Estratto del documento
****************************************

Grande, grande, grande. E il resto? Quisquilie, pinzellacchere. L'oro di Napoli • In vita Antonio De Curtis fu spesso ignorato. Quasi mai capito. Un libro della figlia Liliana prova a svelarci qualche segreto.

Vecchia storia all'italiana. In questo Paese — spesso vile rispetto ai suoi talenti, di una viltà in cui confluiscono arroganza e volgarità che azzerano il giudizio — bisogna morire per essere capiti col giusto metro. Totò non fa eccezione; anzi. della regola, è massima conferma. Si scopre l’acqua calda? Fra tanti vinaioli dell’intelligenza, ubriachi di sé, forse è un bene. Quando lo incontrai nella primavera del ’64, con l’intenzione di scrivere un primo saggio su di lui (che poi uscì nel ’65, i grandi comici), Totò mi disse: «Ma è sicuro? Non rischia di rimetterci la reputazione?». Eravamo affondati nelle ombre del suo salotto, quelle ombre in cui Totò si rifugiava, non appena fuori dai riflettori, quasi potessero essere sorelle alla sua vista offuscata. Rileggo il saggio, e il riferimento alla rivista «C’era una volta il mondo», a una delle scenette più note di Totò: «Il vagone letto». E il dicembre del ’47: la guerra sembra lontana, o almeno l’arte di Totò è tornata ad essere la sottile, cantante follia che tende però alle «saggezze» terrestri dell’uomo, cogliendone le smagliature.

Nel comico passano vibrazioni alla Cervantes, e veramente l’attore avrebbe potuto essere un inimitabile Don Chisciotte (con la sua faccia raggelata da una consapevolezza intoccabile, sdegnosa, ma anche stupefatta, infantile e antica). Nel sangue c’è una comicità di piazza — i poetici ribaldi delle medioevali contrade — e insieme l’occhio tagliente del piccolo inquisitore: una gamba rivestita con lo sbuffo del giullare e l’altra infilata nello stivale, dittatore e Rigoletto insieme. Un'iperbolica fuga nell'astratto — un astratto del tutto fisico — come nel Pinocchio.

****************************************

Aggiorna il passo dell'articolo su Totò che comincia con le parole "Grande, grande, grande." e termina dopo "svelarci qualche segreto.", riscrivendolo con "bazzecole" al posto di "pinzellacchere".

Dati forniti
****************************************

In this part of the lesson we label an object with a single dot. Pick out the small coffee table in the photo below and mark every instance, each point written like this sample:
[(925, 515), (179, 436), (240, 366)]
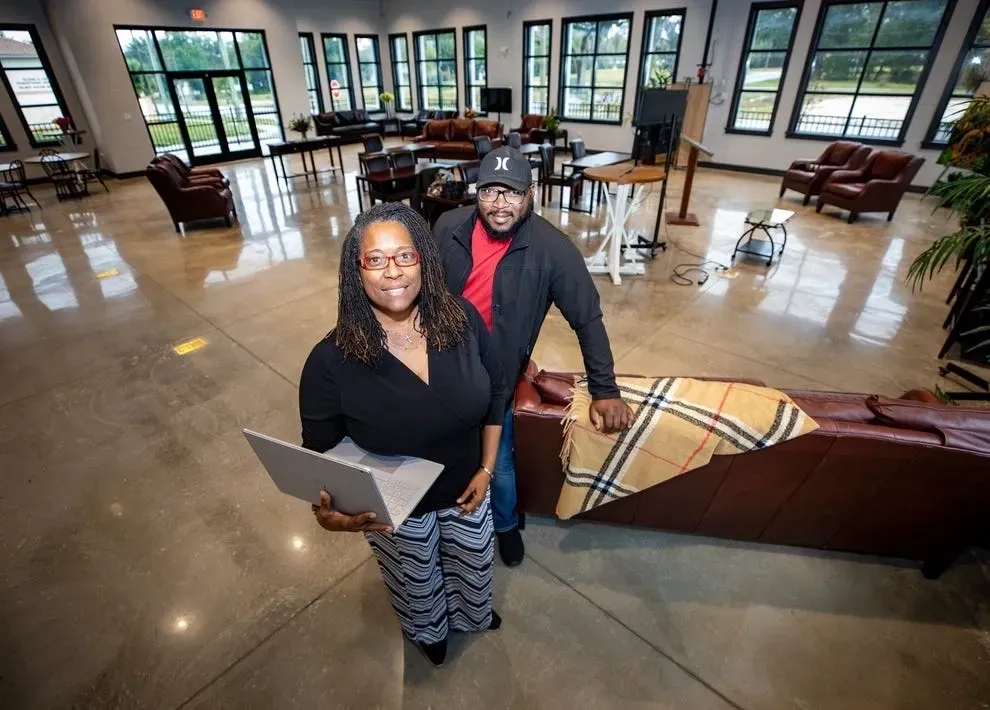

****************************************

Risposta
Grande, grande, grande. E il resto? Quisquilie, bazzecole. L'oro di Napoli • In vita Antonio De Curtis fu spesso ignorato. Quasi mai capito. Un libro della figlia Liliana prova a svelarci qualche segreto.